__TAREA__: Por favor, imprime sin ningún cambio el pasaje del texto sobre los cursos de idiomas en el extranjero que comienza en "Durante los últimos" y termina en "con el español.".

Durante los últimos días de junio y los primeros de julio, los aeropuertos de España son un hervidero de grupos de adolescentes cargados de mochilas, braquets y granos, con gesto de sentirse perdidos ante la aventura de marcharse, por primera vez, lejos del regazo de sus padres. La isla coronada del Brexit y la entrañable Irlanda son su destino. De hecho, quien alguna vez haya viajado a los islotes del fish & chips durante estas calendas, habrá encontrado, no sin cierto disgusto, que no hay aldea, pueblo o ciudad en la que no se eleven los gritos de nuestros jóvenes patrios, en ese habla desenfadada, incorrecta y pobre que confunden con el español.

Las islas de la patata y el guisante hacen caja a nuestra costa. También los Estados Unidos de Norteamérica, el Canadá anglófono y hasta Australia (para los bolsillos pudientes), y Malta, por extraño que parezca, en donde se enseña un inglés asequible a las economías de andar por casa. Lástima que en España –cuna de la lengua de las lenguas, la tercera más hablada de todo el planeta– no sepamos sacarle rédito al mismo invento, cuando el interés por el uso de la eñe no conoce fronteras. Lamentablemente, hasta el momento sólo ofrecemos paellas y gambas a la plancha, hoteles con encanto y pensiones para las borracheras mediterráneas del hooligan rubicundo, sol garantizado, arte por todas las esquinas y una moral decadente que al extranjero marrajo le abre las puertas a toda clase de excesos. El Instituto Cervantes es un magnífico invento que ha despertado la pasión por el Quijote en idiomas donde no hay traducción para bacina, jamelgo o nobleza, lo que me parece digno de estudio. Sin embargo, todavía no ha logrado que la economía española engorde un poquito gracias a los cursos de español en la Península. Academias, residencias y familias de acogida podrían ser un nuevo motor de alegrías. Y como sucede en los cursos de inglés que cursan nuestros mozos y mozas, también garantizaríamos que –por los 2.500 o 3.000 euros que paga cada padre– los inscritos apenas aprenderían nada. La Gran Vía, el barrio de Santa Cruz, la judería cordobesa o las bodegas de Jerez y El Puerto serían un guirigay de imberbes voceando sus idiomas de cuna, con los que haríamos, sin duda, el agosto.

__EXTRACTOS DE REGISTROS__:

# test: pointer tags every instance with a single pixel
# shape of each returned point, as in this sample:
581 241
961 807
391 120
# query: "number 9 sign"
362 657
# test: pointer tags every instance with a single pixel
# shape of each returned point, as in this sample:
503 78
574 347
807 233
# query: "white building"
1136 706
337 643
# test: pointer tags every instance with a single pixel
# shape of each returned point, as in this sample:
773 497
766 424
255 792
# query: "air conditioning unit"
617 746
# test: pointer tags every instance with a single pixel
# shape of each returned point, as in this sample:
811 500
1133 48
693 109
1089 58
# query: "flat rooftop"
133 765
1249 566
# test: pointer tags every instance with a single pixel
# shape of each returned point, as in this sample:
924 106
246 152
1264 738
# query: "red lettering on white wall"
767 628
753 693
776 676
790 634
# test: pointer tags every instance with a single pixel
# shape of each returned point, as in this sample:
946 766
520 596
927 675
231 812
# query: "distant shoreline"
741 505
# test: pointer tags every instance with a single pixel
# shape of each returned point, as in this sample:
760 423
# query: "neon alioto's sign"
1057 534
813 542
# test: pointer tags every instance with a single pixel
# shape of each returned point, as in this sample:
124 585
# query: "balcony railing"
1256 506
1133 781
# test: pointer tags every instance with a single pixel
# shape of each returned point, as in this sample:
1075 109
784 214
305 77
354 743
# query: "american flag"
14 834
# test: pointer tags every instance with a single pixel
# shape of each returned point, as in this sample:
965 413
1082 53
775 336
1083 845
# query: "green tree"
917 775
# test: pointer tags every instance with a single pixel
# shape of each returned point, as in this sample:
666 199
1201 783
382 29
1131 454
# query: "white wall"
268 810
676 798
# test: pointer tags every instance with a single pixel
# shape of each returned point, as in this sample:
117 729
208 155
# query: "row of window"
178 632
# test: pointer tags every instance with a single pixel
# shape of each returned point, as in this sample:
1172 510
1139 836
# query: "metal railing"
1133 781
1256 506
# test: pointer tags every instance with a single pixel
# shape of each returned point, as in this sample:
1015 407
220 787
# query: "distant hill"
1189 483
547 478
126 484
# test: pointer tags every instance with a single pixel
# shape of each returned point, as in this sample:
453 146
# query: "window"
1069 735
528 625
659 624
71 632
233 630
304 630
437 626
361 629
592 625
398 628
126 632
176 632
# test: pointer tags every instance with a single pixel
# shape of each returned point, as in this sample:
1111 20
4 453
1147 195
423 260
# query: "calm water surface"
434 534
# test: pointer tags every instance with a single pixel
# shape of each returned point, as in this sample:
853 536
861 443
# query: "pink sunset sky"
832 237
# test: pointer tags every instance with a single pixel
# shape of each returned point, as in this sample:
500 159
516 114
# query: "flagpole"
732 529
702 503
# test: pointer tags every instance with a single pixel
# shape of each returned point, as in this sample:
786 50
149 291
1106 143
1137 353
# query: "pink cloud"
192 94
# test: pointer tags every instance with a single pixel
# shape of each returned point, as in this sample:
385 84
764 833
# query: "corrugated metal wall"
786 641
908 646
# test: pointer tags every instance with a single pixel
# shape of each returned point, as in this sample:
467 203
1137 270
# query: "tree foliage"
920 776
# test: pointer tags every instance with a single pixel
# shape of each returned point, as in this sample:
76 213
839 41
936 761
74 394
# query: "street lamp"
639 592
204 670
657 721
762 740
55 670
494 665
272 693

__EJERCICIO RESUELTO__:
Durante los últimos días de junio y los primeros de julio, los aeropuertos de España son un hervidero de grupos de adolescentes cargados de mochilas, braquets y granos, con gesto de sentirse perdidos ante la aventura de marcharse, por primera vez, lejos del regazo de sus padres. La isla coronada del Brexit y la entrañable Irlanda son su destino. De hecho, quien alguna vez haya viajado a los islotes del fish & chips durante estas calendas, habrá encontrado, no sin cierto disgusto, que no hay aldea, pueblo o ciudad en la que no se eleven los gritos de nuestros jóvenes patrios, en ese habla desenfadada, incorrecta y pobre que confunden con el español.